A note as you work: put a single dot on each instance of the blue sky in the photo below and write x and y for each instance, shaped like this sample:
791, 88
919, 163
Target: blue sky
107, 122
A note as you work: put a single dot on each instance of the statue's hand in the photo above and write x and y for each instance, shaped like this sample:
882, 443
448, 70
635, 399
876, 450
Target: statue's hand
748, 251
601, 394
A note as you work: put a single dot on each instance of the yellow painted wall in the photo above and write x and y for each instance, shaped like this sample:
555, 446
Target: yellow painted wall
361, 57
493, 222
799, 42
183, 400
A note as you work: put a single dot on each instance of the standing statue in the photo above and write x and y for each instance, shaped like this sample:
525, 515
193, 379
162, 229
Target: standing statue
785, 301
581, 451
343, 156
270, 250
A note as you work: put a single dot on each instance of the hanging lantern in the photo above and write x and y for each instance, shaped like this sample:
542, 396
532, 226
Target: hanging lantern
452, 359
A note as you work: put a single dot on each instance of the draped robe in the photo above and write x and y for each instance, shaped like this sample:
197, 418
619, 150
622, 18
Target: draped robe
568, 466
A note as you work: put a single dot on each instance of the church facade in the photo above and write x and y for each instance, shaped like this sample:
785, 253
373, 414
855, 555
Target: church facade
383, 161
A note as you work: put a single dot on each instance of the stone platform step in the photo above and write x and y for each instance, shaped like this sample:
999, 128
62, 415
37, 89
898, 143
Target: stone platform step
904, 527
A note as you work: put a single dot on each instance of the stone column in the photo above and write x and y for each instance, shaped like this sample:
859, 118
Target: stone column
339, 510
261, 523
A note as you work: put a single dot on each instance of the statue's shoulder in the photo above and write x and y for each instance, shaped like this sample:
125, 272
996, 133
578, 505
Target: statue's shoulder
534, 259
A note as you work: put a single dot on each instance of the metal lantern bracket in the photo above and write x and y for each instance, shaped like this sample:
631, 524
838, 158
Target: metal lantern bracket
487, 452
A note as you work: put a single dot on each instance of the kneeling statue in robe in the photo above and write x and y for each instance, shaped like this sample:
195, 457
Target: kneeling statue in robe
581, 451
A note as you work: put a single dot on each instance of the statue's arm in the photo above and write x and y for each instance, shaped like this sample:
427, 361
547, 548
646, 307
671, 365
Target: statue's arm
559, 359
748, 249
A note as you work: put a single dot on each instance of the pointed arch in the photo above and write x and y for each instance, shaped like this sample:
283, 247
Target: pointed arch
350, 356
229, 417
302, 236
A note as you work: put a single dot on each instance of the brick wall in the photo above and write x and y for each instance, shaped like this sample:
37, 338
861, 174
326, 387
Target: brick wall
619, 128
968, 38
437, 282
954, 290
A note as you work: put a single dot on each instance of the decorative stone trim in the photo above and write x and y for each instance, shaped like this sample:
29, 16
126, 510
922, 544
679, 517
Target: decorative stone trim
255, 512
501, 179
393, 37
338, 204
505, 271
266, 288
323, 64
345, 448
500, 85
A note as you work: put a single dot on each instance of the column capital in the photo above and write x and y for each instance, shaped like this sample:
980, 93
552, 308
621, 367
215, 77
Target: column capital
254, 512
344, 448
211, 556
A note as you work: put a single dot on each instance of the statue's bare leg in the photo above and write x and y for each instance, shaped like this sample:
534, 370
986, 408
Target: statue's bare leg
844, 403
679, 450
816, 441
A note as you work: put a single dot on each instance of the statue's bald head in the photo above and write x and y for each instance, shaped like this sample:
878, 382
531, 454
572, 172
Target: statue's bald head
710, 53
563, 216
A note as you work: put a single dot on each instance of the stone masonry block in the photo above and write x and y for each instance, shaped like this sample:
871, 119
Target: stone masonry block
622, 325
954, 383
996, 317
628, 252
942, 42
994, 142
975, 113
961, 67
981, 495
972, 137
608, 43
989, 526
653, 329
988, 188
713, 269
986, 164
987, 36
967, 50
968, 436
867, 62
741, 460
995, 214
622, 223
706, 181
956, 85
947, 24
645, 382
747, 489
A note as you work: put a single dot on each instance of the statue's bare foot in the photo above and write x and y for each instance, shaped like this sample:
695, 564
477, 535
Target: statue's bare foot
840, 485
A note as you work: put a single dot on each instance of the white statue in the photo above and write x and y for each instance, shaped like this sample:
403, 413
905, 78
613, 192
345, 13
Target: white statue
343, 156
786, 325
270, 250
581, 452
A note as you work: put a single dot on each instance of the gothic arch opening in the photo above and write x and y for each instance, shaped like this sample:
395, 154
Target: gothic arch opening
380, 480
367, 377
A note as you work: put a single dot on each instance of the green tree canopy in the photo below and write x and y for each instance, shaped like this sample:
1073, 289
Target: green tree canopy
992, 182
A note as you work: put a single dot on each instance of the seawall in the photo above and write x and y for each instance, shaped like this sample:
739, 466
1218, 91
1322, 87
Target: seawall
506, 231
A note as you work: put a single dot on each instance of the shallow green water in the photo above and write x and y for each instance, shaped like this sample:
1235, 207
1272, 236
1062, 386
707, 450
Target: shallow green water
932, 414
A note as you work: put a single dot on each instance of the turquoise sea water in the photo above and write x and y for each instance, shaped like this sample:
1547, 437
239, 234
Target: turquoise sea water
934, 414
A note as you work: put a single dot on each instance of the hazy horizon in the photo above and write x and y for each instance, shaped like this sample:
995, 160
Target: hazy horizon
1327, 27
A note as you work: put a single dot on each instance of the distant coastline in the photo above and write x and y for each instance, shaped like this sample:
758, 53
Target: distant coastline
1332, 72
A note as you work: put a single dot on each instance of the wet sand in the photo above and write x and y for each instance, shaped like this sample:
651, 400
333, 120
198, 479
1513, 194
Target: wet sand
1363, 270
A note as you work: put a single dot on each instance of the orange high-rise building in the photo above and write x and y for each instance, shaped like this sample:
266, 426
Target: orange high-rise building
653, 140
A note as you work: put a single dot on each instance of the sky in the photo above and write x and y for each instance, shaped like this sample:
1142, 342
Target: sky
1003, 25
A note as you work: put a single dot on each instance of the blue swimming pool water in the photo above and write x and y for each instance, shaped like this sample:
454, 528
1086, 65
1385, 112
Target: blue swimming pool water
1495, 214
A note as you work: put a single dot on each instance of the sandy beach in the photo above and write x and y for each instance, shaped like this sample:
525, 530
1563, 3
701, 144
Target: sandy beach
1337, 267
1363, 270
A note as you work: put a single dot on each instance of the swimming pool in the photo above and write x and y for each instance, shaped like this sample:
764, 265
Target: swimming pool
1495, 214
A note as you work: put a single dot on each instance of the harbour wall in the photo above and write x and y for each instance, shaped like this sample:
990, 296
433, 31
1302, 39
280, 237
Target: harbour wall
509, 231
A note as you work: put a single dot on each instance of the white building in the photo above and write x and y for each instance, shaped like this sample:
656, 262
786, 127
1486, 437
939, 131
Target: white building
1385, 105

----------

▸ **Stated goal**
Copy the records above exactly as they appear.

▸ **Full output**
A note as you work: put a single dot on each instance of the blue sky in the photo below and write x and y for each instance, shaped like this sample:
791, 88
919, 163
Target: blue sky
107, 122
A note as you work: put a single dot on each instance of the statue's hand in the photo above and write x and y for each instance, shaped like this sample:
882, 443
448, 70
635, 399
876, 450
Target: statue's hand
748, 251
601, 394
A note as you work: put a single dot on each instance of the yellow painted wall in the photo above and write x and y for each instance, shaped like this sample:
555, 446
Target: yellow painted wall
361, 57
493, 222
799, 42
183, 400
A note as you work: put a single dot on each instance of the standing statue in the photo above and write x and y for each instance, shaped like this sample:
525, 515
193, 379
162, 229
Target: standing statue
785, 301
581, 451
343, 156
270, 250
A note as you work: put a single dot on each instance of the hanging lantern in the photo above and write x and y for each instance, shaped like this sample:
542, 396
532, 226
Target: hanging lantern
452, 359
A note as you work: put a single dot on each instance of the draped robe in the photo above and write x and y for each instance, shaped like this sample:
197, 418
619, 150
622, 18
Target: draped robe
568, 466
A note as you work: put a single dot on each instance of the church facade in the photo above and write x and y for each instance, shaped like this sample:
785, 253
373, 414
855, 555
Target: church facade
383, 161
A note as you work: put a single dot on each instance of the stone platform step in the photo above and write x and y for each instance, shaped like this sample:
999, 128
62, 415
37, 89
898, 143
Target: stone platform step
904, 527
A note as you work: put a single dot on each instance of the stone column in the photo above and write x and y for each instance, shaped like this sample:
859, 118
Target: stone column
339, 510
261, 523
A note as you work: put a single dot on each instance of the statue's shoulder in the photo above and write x and y for each instance, shaped like this sample:
125, 272
996, 133
578, 505
Target: statue's shoulder
534, 259
A note as you work: put a single dot on each instance of the metal lantern bracket in the photo above and write x and y for each instance, shaped like this sample:
631, 524
838, 158
Target: metal lantern bracket
487, 452
A note as you work: put a single dot on each instance of the kneeling statue in robe in the photo above and write x and y for each instance, shaped like this sample:
195, 457
Target: kneeling statue in robe
581, 451
A note as you work: put a single dot on each instance of the statue's arm in the photo above and write x and y for each instance, shaped like this sample:
427, 361
547, 548
646, 307
671, 365
Target: statue's arm
559, 359
748, 249
A note as you work: put a single dot on each instance of the pointed arch in the photo above and write x and y for each instance, shaped like this sample:
283, 247
Target: pointed arch
350, 356
229, 417
302, 236
A note as you work: put a single dot on each instance of the brick wall in the photo above and write x and y for each instance, shaped like this sample:
37, 338
861, 174
326, 387
Target: brick wall
619, 128
968, 38
437, 282
954, 290
A note as you work: put a single dot on each instance of the decorative stone trim in the photo above and write x and y for each instance, shaped like this sample:
29, 16
126, 510
922, 544
679, 517
Target: decorative stone trim
255, 512
501, 179
393, 37
338, 204
505, 271
266, 288
323, 64
345, 448
500, 85
A note as you work: put a single dot on each instance of the column capital in the photo above and write x and y for each instance, shaped like this sample:
980, 93
552, 308
621, 367
215, 77
Target: column capital
254, 512
344, 448
211, 556
A note as you work: put a single dot on each instance of the statue's bare leg in the photo above and write x and y for each instance, shaped like this sample:
534, 370
986, 408
Target: statue's bare leg
844, 403
679, 450
816, 441
A note as you work: put a single dot on each instance of the statue's bald head in the photo above and write x and y for each instance, shaped like this sample:
878, 382
531, 454
572, 172
Target: statue's bald head
710, 53
563, 216
A note as you work: put a single dot on each instance of the stone masonry block in the photo above and write x and y for each instance, shaped like this sample:
871, 119
Target: stone masonry block
622, 325
954, 383
996, 317
628, 252
942, 42
994, 142
975, 113
961, 67
981, 495
972, 137
608, 43
989, 526
653, 329
988, 188
713, 269
986, 164
987, 36
967, 50
968, 436
867, 62
741, 460
995, 214
622, 223
706, 181
956, 85
947, 24
645, 382
747, 489
A note as you work: put a single dot on each instance of the statue's bare foot in the photo above and write x and y for each instance, shaped like this sample:
695, 564
477, 535
Target: statue's bare foot
840, 485
A note as you work: put a single dot on each instance of the white statue in the photo above and write x and y for each instance, shaped like this sample:
403, 413
905, 78
613, 192
345, 13
Target: white statue
343, 156
786, 325
270, 250
581, 452
A note as you work: put a single dot on each instance of the gothic arch opening in the photo above and write x and y for each instance, shaped like this sample:
395, 154
Target: gothic arch opening
380, 480
367, 377
A note as you work: put a single dot on each instance of the green tree canopy in the photo below and write x and y for each instance, shaped like this sample:
1073, 289
Target: green tree canopy
992, 182
A note as you work: put a single dot on each instance of the seawall in the photo above and write x and y for each instance, shaped like this sample:
739, 466
1218, 91
1322, 87
Target: seawall
506, 231
A note as you work: put a single dot on each instance of the shallow green water in the photo above and write x and y for each instance, shaped like this sample:
1235, 207
1272, 236
1062, 386
707, 450
Target: shallow green water
932, 414
A note as you work: put a single dot on each instance of the turquoise sea water in the photo above and write x and y for each instance, shaped like this sample:
1547, 437
239, 234
Target: turquoise sea water
934, 414
A note as you work: put a single dot on each instance of the hazy horizon in the photo above and write x and y for each instance, shaped like this sample:
995, 160
Target: hazy horizon
1327, 27
A note as you work: put a single dot on each instance of the distant coastline in the photo above and write x and y for each instance, shaped like this sample:
758, 53
Target: distant coastline
1332, 72
A note as you work: put a single dot on each instance of the wet sand in the photo above and write x and y for each instance, shaped like this sample:
651, 400
333, 120
198, 479
1513, 194
Target: wet sand
1363, 270
A note as you work: put a single dot on each instance of the orange high-rise building in the photo above and write x and y for each instance, shaped like this sample:
266, 426
Target: orange high-rise building
653, 140
A note as you work: put a single dot on each instance of the sky in the photo above and write x and y for each instance, shaped like this sample:
1142, 342
Target: sky
1003, 25
A note as you work: put a single dot on each instance of the blue swimming pool water in the photo above and write x and y for each instance, shaped like this sample:
454, 528
1086, 65
1385, 112
Target: blue swimming pool water
1495, 214
A note as you work: put a single dot on each instance of the sandy beach in the photo above and write x and y for each instance, shaped like this sample:
525, 530
1563, 3
701, 144
Target: sandy beach
1337, 267
1363, 270
A note as you work: put a single dot on each instance of the swimming pool in the photo above and write x and y for each instance, shaped like this sample:
764, 265
Target: swimming pool
1495, 214
A note as you work: put a single dot on each instance of the harbour wall in the photo above and write x and y for each instance, shaped like this sample:
990, 296
433, 31
1302, 39
280, 237
Target: harbour wall
509, 231
A note as you work: put a single dot on each instance of the white building in the photo above and write x and y for each instance, shaped like this sample:
656, 262
786, 127
1486, 437
939, 131
Target: white building
1385, 105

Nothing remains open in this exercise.